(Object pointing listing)
####
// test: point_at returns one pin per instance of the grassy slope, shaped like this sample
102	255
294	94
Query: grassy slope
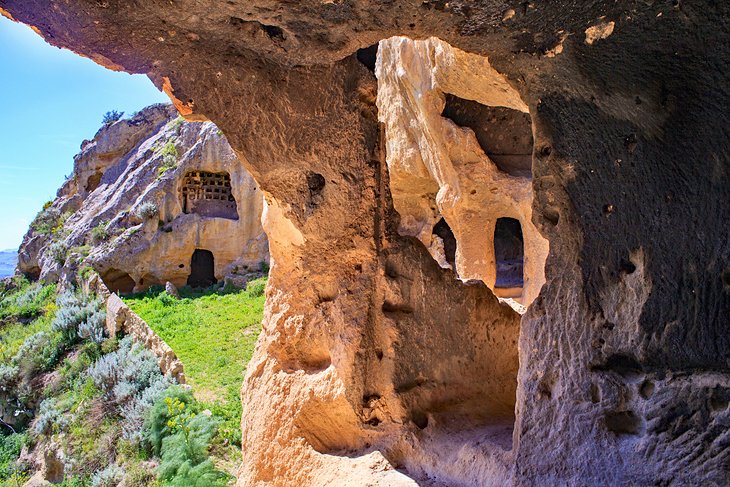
213	334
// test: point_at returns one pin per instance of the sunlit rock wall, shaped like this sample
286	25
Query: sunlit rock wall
623	373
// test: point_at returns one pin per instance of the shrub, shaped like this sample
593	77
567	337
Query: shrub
58	252
100	233
27	300
135	411
49	418
10	448
93	327
256	288
184	450
111	116
111	476
8	376
157	424
85	272
125	375
147	210
36	354
79	317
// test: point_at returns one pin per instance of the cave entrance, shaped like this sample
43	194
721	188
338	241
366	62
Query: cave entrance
443	231
504	134
509	256
209	194
118	281
202	269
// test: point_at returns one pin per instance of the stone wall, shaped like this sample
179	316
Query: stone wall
120	318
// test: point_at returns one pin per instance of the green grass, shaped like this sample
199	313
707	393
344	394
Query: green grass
213	333
17	307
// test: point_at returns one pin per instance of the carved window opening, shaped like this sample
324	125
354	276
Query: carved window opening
443	231
118	281
209	194
509	253
504	134
202	269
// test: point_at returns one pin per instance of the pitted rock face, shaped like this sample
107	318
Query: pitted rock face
162	190
623	372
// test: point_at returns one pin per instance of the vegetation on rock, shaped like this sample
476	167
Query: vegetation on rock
213	332
99	404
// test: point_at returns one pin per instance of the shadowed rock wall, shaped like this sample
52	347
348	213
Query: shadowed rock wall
623	356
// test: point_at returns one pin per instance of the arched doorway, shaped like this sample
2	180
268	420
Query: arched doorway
202	269
509	253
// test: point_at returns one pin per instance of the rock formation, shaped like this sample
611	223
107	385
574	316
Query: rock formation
152	199
376	365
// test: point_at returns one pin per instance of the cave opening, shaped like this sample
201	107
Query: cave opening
368	56
202	269
504	134
118	281
509	253
443	231
209	195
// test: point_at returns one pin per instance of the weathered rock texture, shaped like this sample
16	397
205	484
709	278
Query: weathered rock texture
149	221
376	366
438	169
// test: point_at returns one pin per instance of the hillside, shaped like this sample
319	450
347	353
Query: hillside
90	410
148	195
8	261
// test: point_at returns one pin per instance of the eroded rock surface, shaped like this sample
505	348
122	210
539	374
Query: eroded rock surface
623	373
440	170
147	196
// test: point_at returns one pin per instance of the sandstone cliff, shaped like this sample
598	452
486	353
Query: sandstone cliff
151	199
376	365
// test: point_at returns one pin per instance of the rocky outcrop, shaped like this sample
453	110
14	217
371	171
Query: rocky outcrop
438	169
146	194
376	364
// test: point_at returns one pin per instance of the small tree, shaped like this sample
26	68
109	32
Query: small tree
111	117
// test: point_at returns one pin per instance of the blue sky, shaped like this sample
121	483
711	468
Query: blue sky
52	99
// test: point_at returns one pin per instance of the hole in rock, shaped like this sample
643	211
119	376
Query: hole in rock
504	134
274	32
208	194
315	186
93	182
202	269
315	183
118	281
622	422
509	253
368	56
443	231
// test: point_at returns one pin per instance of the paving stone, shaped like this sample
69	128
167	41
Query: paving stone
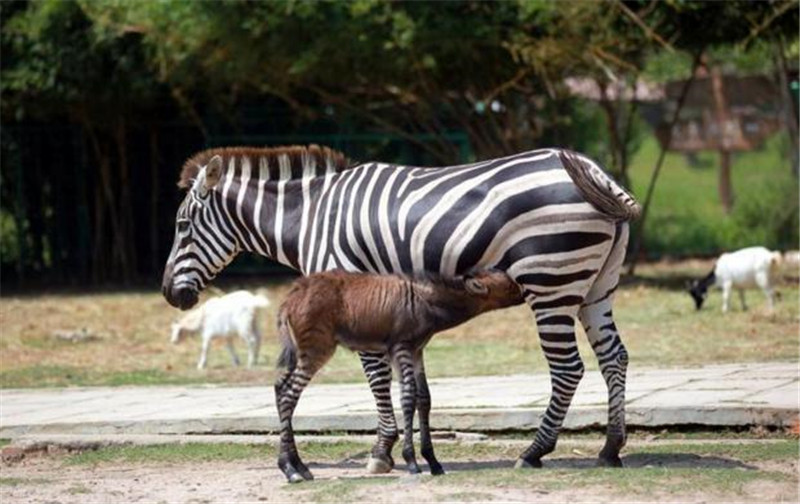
####
**DIRECTIONS FOR THIS TASK**
Copy out the listing from the line containing "cliff, shaped like this sample" through its end, renaming "rocky outcrop" as "rock outcrop" and leaving everything else unchanged. Leave out the pictures.

**WORKED SOLUTION**
// test: point_at returns one pin per instance of the sandstone cliff, shaped like this sample
598	452
486	353
Query: sandstone cliff
151	199
376	365
// test: point_at returns one pin per instance of the rock outcrop, shaped like this sample
453	110
14	217
371	171
Query: rock outcrop
438	169
146	194
376	364
// test: point_at returns one pin per instance of the small tree, shaped like this sample
26	68
109	32
Query: small tree
111	117
// test: point_at returns one pin per instance of the blue sky, shaped like this sample
121	483
711	468
Query: blue sky
52	99
// test: point_at returns one pin per instance of the hole in rock, shaped like this sample
643	211
119	376
Query: hole in rock
504	134
274	32
208	194
315	186
93	182
202	269
315	183
118	281
622	422
509	253
368	56
443	231
// test: point_at returns one pin per instance of the paving stone, shaped like this sample
69	128
167	41
Query: paving stone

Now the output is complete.